A deadlock is a phenomenon that occurs when the system cannot output any data because one or multiple parts of the network are unable to proceed due to a certain condition that is not met [16]. This condition is usually satisfied by other blocks that are mutually dependent on the latter. Thus creating a loop that does not allow the system to continue its operation. Although a deadlock might appear in a hardware simulation, it is likely that the software simulation produces the expected result.

One situation where a deadlock might occur is during the re-convergence of data in the system. Reconvergence happens when data traverses through separate blocks and then converges back together. This can be observed in Figure 4.7. The system can operate continuously only if the latencies of blocks 1 and 2 are equal. When this condition is not met, the system would have to stall for the module with higher latency to produce its output. Subsequently, block 0 will also cease its operation, as its output is now blocked. Therefore, the entire system will fall into a state of inactivity.

A way to solve this issue is by adding additional FIFO registers to the block with the lower latency to align the data sent to block 3. In Catapult HLS this can be done by creating a directive that manually adjusts the size of the "ac\_channel" that connects to the final block [12].



Figure 4.7: Reconvergence of a data stream

Another occasion that deadlocks might be experienced is when feedback registers are utilized, seen in Figure 4.8. As mentioned in section 4.4, feedback channels must always be pre-filled; otherwise, a hardware-software mismatch is caused. If the design's latency is larger than 1, it needs to be taken into consideration. The number of pre-filled data must be equal to the feed-forward latency. For example, when it takes 3 clock cycles to produce an output, the FIFO needs to be filled with 3 different sets of data. If that is not the case, then the feedback FIFO will not have enough data for the loop to complete.

§ **INFORMATION PROVIDED**:
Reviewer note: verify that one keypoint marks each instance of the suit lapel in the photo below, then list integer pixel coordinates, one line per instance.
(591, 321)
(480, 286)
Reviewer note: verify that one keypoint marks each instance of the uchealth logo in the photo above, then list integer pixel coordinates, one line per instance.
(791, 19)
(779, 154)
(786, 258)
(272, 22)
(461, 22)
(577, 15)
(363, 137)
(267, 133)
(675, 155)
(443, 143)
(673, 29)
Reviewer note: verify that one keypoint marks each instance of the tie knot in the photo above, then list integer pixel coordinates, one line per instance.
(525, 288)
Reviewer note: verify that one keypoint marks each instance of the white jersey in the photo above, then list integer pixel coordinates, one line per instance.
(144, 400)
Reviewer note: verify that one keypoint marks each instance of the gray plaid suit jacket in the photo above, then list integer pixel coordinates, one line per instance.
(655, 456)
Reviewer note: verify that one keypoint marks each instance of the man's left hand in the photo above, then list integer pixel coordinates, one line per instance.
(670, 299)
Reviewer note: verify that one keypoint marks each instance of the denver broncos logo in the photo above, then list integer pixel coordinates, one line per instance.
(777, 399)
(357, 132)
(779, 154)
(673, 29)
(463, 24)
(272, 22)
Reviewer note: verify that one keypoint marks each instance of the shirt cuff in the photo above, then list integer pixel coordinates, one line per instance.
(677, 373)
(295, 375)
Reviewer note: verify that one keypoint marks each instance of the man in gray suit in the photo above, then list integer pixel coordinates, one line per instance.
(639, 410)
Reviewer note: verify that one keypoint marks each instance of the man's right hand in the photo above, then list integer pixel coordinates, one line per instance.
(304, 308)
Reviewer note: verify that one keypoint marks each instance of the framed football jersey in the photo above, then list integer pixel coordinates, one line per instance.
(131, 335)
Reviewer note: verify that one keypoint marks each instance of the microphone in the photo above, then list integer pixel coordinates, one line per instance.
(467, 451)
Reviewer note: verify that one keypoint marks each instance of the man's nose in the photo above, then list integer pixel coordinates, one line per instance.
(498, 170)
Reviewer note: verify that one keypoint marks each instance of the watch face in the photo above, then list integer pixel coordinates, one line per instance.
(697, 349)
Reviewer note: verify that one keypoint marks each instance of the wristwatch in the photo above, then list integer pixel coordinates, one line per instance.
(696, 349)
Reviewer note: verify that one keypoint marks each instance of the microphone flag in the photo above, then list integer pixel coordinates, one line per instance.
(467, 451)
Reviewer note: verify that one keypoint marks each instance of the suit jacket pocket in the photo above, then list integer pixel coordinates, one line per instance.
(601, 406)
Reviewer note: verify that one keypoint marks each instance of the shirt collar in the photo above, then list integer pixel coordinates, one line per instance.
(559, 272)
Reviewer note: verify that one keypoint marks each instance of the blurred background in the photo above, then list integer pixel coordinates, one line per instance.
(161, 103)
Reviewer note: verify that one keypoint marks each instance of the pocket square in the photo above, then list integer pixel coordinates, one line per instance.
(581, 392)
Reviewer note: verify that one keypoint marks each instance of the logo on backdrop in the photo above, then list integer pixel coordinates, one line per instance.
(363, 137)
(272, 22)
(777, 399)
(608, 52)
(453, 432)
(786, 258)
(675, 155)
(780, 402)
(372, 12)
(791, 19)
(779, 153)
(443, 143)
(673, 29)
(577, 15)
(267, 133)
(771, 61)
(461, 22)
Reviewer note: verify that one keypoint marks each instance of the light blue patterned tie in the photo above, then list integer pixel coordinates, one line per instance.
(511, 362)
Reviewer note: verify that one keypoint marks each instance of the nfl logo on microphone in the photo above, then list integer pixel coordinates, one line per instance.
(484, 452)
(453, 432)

§ **REQUIRED TASK**:
From the deadlock text, copy word for word the part that opens with the words containing "A deadlock is" and closes with "the expected result.".

§ **FULL RESPONSE**:
A deadlock is a phenomenon that occurs when the system cannot output any data because one or multiple parts of the network are unable to proceed due to a certain condition that is not met [16]. This condition is usually satisfied by other blocks that are mutually dependent on the latter. Thus creating a loop that does not allow the system to continue its operation. Although a deadlock might appear in a hardware simulation, it is likely that the software simulation produces the expected result.